══ Task inputs ══

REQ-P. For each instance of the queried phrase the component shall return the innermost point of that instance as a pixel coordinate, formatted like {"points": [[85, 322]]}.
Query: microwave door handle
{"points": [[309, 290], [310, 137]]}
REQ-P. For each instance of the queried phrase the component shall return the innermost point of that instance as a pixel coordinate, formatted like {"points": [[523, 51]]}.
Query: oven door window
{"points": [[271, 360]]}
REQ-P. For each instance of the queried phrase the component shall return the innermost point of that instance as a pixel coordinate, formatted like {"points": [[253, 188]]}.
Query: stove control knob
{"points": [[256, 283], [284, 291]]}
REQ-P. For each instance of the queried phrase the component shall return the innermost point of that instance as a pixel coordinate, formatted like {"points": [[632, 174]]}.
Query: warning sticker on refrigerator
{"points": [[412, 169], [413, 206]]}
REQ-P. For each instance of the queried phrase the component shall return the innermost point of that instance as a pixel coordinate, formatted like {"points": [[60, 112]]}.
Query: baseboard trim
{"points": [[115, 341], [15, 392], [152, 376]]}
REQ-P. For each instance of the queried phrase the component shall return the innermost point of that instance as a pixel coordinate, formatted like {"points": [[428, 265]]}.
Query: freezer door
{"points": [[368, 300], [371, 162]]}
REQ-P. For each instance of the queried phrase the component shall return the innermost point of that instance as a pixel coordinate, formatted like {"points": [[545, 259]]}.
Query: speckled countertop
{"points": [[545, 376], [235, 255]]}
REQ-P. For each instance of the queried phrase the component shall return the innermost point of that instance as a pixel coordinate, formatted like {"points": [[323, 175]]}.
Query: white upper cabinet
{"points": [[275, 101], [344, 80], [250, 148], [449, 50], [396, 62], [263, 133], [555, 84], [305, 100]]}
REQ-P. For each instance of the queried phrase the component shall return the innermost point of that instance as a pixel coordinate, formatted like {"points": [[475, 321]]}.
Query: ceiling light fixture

═══

Copy every line above exactly.

REQ-P. For each instance of the queried phrase the component shall return the innermost point of that instance as a pixel coordinate, formatted like {"points": [[85, 322]]}.
Query: microwave door handle
{"points": [[309, 290], [310, 137]]}
REQ-P. For each instance of the queried phrase the component shall return the innermost point of that instance as a pixel coordinate, formatted like {"points": [[523, 51]]}.
Query: oven door window
{"points": [[271, 360]]}
REQ-P. For each instance of the queried phrase the component shall return the innermost point of that instance as a pixel coordinate, formatted like {"points": [[253, 188]]}.
Query: stove control knob
{"points": [[256, 283], [284, 291]]}
REQ-P. For each instance of the queried phrase the component shall return the innermost point of that instance as a pixel coordinate, formatted like {"points": [[632, 174]]}.
Query: warning sticker on refrigerator
{"points": [[412, 169], [413, 206]]}
REQ-P. For each instance of the queried phrase the component shall return the innermost point of that instance as a pixel coordinate, formatted like {"points": [[60, 112]]}.
Query: baseboard trim
{"points": [[115, 341], [15, 392], [152, 376]]}
REQ-P. For each instance of the queried phrase the component shall return the innermost point of that instance as a pixel coordinate, formatted like {"points": [[428, 265]]}.
Query: freezer door
{"points": [[368, 300], [371, 162]]}
REQ-P. For each instance of the queried phrase the component shall return the innermost point of that instance as a pixel coordinate, formatted like {"points": [[545, 259]]}.
Query: speckled countertop
{"points": [[545, 376], [235, 255]]}
REQ-P. For each instance of the queried phrase the component shall return the innermost point of that instance as a pixel coordinate, formatted like {"points": [[323, 175]]}.
Query: white upper cabinet
{"points": [[275, 101], [344, 80], [250, 148], [449, 50], [396, 62], [263, 133], [555, 84], [305, 100]]}
REQ-P. For each instance of the queried phrase the component shall return the innermost point of that instance as a pixel coordinate, formatted like {"points": [[475, 321]]}.
Query: ceiling light fixture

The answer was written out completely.